*** Opening EXCERPTED TEXT ***

Project Experience

Fusion Training · Hybrid reasoning in large language models
Made one model good at both quick answers and deep step by step reasoning, instead of trading one for the other.
Newer LLMs (like Qwen3 and GPT-5) switch between fast concise replies for easy questions and long reasoning for hard ones to save time and compute, but training both behaviors into a single model makes them compete. Using math problem solving as the testbed, we systematically studied how to mix and order the two kinds of training data, showed that interleaving them keeps both skills strong, quantified the trade off between them, and released an open benchmark (Fusion Bench) for the community.

TimeRoute · Recommendation system
Improved recommendation accuracy by up to 6% on TikTok and Amazon datasets, beating strong baselines.
Recommenders usually blend user signals (clicks, text, images) the same way no matter when they happened. I built a model that learns which signals matter over short versus long time spans and weighs them accordingly, then automatically cleans up noisy and missing data so the recommendations stay reliable.

Time Imprint · Entity resolution
Boosted top match accuracy by up to 4.81%, and by up to 200% on the hardest cases.
Systems often confuse near identical records whose text and images look almost the same. I added timing as an extra clue so the model can tell them apart, sharply cutting errors on the most confusable pairs.

Beyond Images · Automated data enrichment
Lifted match accuracy by up to 7%, and by up to 333% on ambiguous logos and symbols.
Many records have missing or low quality images, which hurts matching. I built an automated pipeline that finds extra images online, turns them into text with vision language models, and summarizes everything with an LLM, filling the gaps without any manual work.

*** Closing EXCERPTED TEXT ***
*** Opening GIVEN DATA ***

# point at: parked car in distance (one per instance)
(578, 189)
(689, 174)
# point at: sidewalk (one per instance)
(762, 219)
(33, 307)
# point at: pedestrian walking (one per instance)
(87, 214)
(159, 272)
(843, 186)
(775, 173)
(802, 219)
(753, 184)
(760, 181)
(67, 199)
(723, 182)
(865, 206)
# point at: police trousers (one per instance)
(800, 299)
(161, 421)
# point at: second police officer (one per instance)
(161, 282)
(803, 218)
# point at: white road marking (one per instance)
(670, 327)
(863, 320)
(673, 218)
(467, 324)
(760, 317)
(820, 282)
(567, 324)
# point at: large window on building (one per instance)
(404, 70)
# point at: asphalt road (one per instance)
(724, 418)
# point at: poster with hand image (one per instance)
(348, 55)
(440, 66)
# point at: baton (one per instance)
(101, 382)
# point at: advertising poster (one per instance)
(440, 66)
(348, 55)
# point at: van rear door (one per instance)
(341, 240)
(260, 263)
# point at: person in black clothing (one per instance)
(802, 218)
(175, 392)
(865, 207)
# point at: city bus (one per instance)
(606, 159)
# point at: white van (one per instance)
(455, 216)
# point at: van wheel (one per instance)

*** Closing GIVEN DATA ***

TASK LIST:
1/ From the project experience text, copy out the stretch from "Systems often confuse" through "most confusable pairs." word for word.
2/ Answer these questions using the project experience text:
(a) Which datasets did TimeRoute improve recommendation accuracy on?
(b) What is the name of the open benchmark released in the hybrid reasoning project?
(c) In Beyond Images, what turns the extra images found online into text?

ANSWERS FOR EACH ITEM:
1/
Systems often confuse near identical records whose text and images look almost the same. I added timing as an extra clue so the model can tell them apart, sharply cutting errors on the most confusable pairs.

2/
(a) TikTok and Amazon datasets
(b) Fusion Bench
(c) Vision language models